• _Instructions for the task_: Can you write out every line from the one containing "Shelf-audit tool: tag the avenue" through the end of the entries, requests included, with each coordinate in the answers increased by 45? Give only those lines.

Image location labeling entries
— START —
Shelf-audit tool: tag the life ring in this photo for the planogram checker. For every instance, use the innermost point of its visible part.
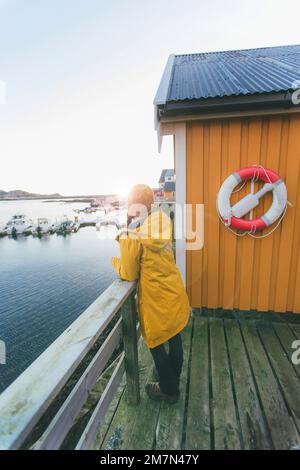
(232, 216)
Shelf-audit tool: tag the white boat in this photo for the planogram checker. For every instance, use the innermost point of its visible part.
(19, 224)
(66, 226)
(41, 227)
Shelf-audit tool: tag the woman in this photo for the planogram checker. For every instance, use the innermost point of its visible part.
(147, 256)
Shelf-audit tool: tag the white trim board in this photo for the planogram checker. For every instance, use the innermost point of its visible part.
(178, 130)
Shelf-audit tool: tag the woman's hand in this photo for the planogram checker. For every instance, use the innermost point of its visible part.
(129, 219)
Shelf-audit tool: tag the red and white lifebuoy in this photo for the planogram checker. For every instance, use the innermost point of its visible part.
(232, 216)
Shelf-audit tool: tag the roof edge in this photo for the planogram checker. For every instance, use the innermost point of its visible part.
(163, 88)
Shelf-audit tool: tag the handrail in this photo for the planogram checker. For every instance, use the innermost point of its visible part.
(24, 402)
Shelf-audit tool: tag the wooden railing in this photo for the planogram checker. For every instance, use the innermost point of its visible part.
(26, 401)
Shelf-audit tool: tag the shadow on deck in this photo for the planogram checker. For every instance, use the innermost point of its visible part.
(239, 390)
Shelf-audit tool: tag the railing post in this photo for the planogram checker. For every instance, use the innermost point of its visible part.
(131, 349)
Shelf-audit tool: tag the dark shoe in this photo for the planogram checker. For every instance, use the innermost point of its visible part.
(153, 391)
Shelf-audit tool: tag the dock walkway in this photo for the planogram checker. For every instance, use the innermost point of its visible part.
(239, 390)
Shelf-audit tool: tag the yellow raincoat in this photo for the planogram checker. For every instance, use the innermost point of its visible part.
(146, 254)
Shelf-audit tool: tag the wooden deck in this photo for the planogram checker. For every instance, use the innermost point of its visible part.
(239, 390)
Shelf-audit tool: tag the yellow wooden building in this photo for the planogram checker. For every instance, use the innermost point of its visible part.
(229, 110)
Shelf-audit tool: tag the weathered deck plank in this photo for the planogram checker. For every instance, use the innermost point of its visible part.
(254, 430)
(242, 391)
(289, 382)
(282, 428)
(286, 338)
(169, 432)
(198, 432)
(226, 425)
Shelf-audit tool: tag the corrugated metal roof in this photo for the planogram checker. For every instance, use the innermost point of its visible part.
(233, 73)
(169, 186)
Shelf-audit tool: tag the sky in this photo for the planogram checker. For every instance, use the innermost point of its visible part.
(80, 76)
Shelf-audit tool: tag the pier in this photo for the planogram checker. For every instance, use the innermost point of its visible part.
(239, 386)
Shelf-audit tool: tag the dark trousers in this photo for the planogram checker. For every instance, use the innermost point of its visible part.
(169, 364)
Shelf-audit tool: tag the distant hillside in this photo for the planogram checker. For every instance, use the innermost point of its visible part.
(19, 194)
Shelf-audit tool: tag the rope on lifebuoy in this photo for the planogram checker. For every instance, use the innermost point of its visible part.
(253, 228)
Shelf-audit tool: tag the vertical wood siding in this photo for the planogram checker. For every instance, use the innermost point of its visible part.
(243, 272)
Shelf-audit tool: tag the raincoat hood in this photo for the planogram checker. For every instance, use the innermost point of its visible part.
(155, 232)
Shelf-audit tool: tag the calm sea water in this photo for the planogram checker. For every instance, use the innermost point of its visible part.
(45, 284)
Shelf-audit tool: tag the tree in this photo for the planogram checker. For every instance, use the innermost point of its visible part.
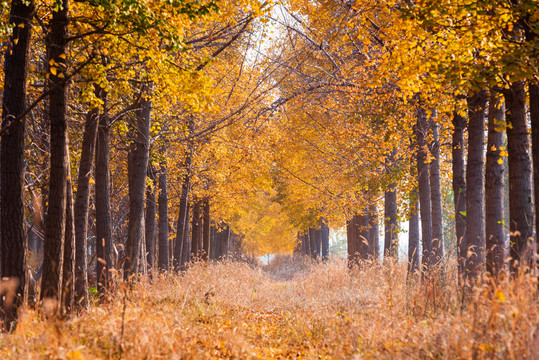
(494, 186)
(475, 219)
(82, 201)
(12, 221)
(164, 250)
(459, 189)
(139, 153)
(53, 260)
(520, 203)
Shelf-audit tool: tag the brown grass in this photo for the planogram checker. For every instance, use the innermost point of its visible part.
(291, 309)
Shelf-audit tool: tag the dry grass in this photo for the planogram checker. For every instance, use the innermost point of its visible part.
(287, 310)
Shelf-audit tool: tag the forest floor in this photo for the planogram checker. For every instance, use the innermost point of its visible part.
(291, 309)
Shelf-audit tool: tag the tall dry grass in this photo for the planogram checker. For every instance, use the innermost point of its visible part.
(291, 309)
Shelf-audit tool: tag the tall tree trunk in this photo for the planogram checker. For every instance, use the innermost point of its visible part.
(68, 271)
(307, 242)
(186, 243)
(206, 230)
(312, 240)
(520, 199)
(363, 234)
(195, 230)
(391, 225)
(12, 221)
(494, 186)
(150, 218)
(459, 189)
(475, 219)
(534, 116)
(374, 236)
(413, 240)
(324, 234)
(423, 184)
(436, 198)
(103, 217)
(138, 165)
(53, 258)
(183, 213)
(164, 254)
(82, 201)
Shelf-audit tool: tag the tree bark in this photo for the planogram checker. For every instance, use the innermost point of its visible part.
(374, 236)
(103, 217)
(459, 189)
(423, 184)
(164, 253)
(391, 225)
(363, 235)
(150, 218)
(534, 117)
(413, 240)
(137, 169)
(494, 186)
(206, 230)
(195, 230)
(12, 221)
(82, 201)
(68, 271)
(324, 234)
(186, 241)
(51, 282)
(475, 219)
(436, 198)
(520, 200)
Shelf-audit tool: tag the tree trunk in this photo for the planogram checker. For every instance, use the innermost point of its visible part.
(374, 236)
(391, 225)
(12, 221)
(206, 230)
(195, 230)
(68, 271)
(534, 116)
(475, 219)
(520, 200)
(137, 169)
(413, 240)
(307, 241)
(164, 254)
(103, 217)
(494, 186)
(312, 240)
(459, 190)
(150, 218)
(363, 235)
(186, 241)
(423, 184)
(53, 258)
(324, 234)
(436, 198)
(82, 201)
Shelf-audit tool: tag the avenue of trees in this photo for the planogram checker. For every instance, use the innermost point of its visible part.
(139, 135)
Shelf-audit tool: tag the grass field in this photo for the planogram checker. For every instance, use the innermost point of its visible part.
(291, 309)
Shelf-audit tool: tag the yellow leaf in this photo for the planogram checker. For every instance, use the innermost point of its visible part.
(74, 355)
(500, 296)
— END —
• _Written solution_:
Shelf-audit tool: tag the avenue of trees in this photo for the planogram checker. For every instance, use the innermost point of its visible part.
(184, 180)
Shelf-audit tool: tag the grass field in this photo for the planogram checker. For every instance, use the innermost point of its visible part.
(336, 354)
Shelf-audit tool: tag the yellow leaf in this photo for the planogram checker. For every instance, use the innermost point of its visible part.
(119, 400)
(545, 341)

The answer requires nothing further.